**Problem description:**
Please return each line in the rows below that contains the string "clicks", treating uppercase and lowercase as different.

Stored data:

-------------------------

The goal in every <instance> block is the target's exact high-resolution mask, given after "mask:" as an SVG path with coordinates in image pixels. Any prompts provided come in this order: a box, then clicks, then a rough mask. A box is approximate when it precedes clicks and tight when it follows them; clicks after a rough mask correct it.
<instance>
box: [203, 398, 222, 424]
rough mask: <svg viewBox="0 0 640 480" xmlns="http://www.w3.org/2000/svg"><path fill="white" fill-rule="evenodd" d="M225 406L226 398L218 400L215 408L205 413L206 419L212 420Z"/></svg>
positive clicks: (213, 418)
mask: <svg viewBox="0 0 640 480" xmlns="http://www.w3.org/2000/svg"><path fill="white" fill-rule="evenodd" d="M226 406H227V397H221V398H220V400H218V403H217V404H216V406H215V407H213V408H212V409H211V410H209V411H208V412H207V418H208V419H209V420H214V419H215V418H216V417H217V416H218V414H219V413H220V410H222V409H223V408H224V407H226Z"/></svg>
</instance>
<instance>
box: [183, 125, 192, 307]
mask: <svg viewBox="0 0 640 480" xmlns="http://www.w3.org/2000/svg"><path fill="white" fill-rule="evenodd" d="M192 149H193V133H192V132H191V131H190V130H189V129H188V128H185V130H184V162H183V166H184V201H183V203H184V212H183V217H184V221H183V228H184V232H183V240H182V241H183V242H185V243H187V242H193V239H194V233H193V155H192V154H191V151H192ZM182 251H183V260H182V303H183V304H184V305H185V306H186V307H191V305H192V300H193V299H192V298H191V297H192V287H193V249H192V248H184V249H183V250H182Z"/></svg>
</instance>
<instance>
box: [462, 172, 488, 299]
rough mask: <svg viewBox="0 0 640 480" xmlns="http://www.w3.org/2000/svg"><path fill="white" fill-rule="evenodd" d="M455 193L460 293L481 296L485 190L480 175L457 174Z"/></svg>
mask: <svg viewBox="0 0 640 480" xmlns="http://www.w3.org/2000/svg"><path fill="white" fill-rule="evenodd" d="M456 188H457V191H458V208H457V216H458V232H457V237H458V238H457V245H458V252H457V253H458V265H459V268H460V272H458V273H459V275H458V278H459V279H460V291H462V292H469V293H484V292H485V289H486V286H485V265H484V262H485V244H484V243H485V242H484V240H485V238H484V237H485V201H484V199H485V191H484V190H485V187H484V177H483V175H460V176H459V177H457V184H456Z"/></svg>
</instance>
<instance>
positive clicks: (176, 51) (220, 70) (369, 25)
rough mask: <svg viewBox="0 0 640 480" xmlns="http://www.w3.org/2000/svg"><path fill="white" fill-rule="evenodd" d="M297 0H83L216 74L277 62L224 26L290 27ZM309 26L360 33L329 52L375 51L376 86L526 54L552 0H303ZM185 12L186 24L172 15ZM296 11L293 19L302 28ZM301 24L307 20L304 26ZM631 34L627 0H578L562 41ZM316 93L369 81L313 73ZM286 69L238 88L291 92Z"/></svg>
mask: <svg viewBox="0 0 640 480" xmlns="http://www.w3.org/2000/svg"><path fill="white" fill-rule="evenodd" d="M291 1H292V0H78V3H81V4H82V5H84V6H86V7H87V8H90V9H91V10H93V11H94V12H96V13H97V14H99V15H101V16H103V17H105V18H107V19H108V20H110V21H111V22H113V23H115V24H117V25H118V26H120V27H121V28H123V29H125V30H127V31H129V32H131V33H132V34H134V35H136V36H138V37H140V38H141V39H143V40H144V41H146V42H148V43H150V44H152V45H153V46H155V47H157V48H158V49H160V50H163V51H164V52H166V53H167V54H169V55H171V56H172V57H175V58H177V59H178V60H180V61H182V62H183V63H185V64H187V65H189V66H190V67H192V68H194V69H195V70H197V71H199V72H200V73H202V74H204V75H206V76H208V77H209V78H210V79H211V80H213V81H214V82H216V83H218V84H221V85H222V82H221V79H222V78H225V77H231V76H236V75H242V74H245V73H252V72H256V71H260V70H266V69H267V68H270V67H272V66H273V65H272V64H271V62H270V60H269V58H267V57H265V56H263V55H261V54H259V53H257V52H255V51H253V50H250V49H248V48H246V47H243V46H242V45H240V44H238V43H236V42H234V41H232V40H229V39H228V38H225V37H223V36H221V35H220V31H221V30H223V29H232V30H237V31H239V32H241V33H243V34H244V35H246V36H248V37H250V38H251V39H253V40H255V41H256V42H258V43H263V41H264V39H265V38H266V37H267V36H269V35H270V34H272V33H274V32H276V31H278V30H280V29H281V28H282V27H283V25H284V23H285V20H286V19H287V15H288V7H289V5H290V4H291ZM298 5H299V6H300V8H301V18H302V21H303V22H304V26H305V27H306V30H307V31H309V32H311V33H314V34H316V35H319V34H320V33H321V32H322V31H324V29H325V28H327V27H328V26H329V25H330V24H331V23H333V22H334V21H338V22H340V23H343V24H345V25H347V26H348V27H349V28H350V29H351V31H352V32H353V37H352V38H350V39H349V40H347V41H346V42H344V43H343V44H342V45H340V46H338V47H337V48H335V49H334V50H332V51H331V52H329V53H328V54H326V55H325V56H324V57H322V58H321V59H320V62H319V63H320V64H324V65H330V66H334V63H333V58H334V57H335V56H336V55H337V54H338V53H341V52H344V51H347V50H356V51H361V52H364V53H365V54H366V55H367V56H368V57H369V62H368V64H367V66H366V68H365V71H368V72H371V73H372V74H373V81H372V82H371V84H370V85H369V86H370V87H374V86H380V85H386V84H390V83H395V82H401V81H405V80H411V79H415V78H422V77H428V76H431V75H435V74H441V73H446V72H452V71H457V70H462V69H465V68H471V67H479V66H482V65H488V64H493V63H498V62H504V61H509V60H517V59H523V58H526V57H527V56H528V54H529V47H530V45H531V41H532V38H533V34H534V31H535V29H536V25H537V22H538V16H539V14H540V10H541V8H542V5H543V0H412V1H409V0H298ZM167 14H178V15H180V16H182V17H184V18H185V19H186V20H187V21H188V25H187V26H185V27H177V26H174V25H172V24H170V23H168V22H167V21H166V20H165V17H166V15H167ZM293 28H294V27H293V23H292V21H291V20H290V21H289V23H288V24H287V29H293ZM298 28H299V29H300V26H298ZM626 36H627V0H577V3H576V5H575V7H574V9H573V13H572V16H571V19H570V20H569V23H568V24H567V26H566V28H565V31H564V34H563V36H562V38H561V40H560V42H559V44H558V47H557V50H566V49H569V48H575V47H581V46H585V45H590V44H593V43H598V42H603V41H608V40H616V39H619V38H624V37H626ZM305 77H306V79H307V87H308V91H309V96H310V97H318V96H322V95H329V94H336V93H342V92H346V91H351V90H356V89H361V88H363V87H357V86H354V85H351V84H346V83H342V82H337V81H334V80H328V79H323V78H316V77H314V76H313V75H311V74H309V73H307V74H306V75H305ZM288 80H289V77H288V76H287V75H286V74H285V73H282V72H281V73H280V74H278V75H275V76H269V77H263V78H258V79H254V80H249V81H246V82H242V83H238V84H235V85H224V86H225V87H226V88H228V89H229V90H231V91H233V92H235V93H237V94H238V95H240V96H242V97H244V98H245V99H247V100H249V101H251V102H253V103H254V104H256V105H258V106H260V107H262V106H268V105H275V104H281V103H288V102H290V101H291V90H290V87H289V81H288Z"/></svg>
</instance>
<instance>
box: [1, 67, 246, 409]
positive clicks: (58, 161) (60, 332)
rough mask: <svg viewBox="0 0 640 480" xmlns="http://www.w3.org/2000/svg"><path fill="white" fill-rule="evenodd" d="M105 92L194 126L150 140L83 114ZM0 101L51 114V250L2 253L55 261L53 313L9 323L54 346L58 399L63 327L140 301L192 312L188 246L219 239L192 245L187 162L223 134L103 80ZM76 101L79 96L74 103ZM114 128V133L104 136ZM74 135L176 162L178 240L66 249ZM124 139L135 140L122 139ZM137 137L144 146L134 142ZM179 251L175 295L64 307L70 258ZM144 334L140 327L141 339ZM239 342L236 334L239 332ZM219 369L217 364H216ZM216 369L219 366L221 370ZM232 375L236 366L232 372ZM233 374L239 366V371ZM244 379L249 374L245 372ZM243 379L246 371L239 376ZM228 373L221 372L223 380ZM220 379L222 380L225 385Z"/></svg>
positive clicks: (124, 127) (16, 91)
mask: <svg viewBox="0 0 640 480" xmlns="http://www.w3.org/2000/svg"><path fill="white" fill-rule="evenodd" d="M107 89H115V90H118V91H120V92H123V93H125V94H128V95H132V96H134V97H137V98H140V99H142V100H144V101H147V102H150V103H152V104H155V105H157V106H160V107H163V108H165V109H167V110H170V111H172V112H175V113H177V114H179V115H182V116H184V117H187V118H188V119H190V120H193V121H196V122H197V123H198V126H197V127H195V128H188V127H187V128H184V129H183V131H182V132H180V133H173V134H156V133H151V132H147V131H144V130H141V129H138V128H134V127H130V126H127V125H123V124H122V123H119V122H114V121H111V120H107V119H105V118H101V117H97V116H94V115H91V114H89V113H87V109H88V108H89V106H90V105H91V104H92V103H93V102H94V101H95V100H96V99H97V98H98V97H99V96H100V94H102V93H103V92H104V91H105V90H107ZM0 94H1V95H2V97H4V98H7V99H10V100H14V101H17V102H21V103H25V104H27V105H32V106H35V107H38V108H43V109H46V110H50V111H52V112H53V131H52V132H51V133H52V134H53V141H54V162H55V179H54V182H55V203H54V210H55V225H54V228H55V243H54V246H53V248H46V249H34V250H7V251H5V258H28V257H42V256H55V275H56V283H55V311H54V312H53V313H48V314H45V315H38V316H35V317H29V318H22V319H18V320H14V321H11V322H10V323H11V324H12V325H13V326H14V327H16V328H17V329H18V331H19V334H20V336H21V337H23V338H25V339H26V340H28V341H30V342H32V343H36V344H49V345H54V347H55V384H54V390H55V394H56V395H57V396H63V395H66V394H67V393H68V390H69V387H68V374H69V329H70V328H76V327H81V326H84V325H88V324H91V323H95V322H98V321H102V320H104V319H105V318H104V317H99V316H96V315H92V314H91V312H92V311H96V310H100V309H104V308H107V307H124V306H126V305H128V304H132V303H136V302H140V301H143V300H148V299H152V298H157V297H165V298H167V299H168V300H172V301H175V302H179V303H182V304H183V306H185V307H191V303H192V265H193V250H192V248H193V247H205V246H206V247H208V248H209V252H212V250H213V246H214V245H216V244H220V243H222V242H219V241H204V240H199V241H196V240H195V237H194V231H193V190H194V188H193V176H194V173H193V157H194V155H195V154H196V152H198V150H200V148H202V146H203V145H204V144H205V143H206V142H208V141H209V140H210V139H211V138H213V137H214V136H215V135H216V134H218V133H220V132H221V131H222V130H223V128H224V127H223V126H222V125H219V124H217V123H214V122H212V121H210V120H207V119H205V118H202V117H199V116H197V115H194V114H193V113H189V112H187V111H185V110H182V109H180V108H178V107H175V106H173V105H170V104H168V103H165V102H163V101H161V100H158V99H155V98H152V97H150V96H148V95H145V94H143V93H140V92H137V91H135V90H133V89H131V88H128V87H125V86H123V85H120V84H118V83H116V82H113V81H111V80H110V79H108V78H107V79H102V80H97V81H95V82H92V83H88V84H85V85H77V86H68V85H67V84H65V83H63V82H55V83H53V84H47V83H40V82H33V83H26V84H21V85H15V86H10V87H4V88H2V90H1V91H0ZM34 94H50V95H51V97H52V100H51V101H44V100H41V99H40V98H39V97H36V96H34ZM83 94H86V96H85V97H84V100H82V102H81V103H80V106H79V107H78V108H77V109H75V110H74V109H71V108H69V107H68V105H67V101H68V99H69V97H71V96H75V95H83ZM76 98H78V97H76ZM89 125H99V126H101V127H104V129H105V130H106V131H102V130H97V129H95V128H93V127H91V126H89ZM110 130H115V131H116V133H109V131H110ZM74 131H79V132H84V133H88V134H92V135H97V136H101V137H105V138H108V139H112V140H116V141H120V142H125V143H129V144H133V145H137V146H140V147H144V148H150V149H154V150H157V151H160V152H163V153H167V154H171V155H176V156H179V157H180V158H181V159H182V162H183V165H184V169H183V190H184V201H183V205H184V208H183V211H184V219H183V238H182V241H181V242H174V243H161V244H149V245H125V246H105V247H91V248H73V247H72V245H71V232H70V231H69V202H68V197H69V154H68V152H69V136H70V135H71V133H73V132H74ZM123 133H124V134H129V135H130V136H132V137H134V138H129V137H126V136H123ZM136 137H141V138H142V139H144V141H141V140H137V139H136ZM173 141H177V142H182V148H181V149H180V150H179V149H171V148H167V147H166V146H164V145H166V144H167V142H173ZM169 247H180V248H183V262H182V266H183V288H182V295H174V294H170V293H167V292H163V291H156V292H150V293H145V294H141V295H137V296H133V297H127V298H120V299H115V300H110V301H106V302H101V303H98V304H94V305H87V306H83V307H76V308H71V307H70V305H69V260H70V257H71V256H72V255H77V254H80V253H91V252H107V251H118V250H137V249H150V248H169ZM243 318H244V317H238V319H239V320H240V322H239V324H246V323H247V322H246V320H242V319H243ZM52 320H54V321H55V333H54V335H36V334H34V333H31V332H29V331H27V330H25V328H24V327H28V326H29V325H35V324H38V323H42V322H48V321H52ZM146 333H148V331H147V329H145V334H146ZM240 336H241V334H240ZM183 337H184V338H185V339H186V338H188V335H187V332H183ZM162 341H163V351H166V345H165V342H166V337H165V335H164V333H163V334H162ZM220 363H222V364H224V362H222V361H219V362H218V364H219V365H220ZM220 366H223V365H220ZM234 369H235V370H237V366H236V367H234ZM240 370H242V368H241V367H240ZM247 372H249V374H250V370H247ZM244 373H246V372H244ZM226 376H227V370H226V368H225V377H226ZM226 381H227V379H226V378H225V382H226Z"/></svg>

-------------------------

**Exercise response:**
The goal in every <instance> block is the target's exact high-resolution mask, given after "mask:" as an SVG path with coordinates in image pixels. Any prompts provided come in this order: a box, then clicks, then a rough mask. A box is approximate when it precedes clicks and tight when it follows them; clicks after a rough mask correct it.
positive clicks: (213, 418)
positive clicks: (176, 51) (220, 70) (369, 25)
positive clicks: (58, 161) (60, 332)
positive clicks: (124, 127) (16, 91)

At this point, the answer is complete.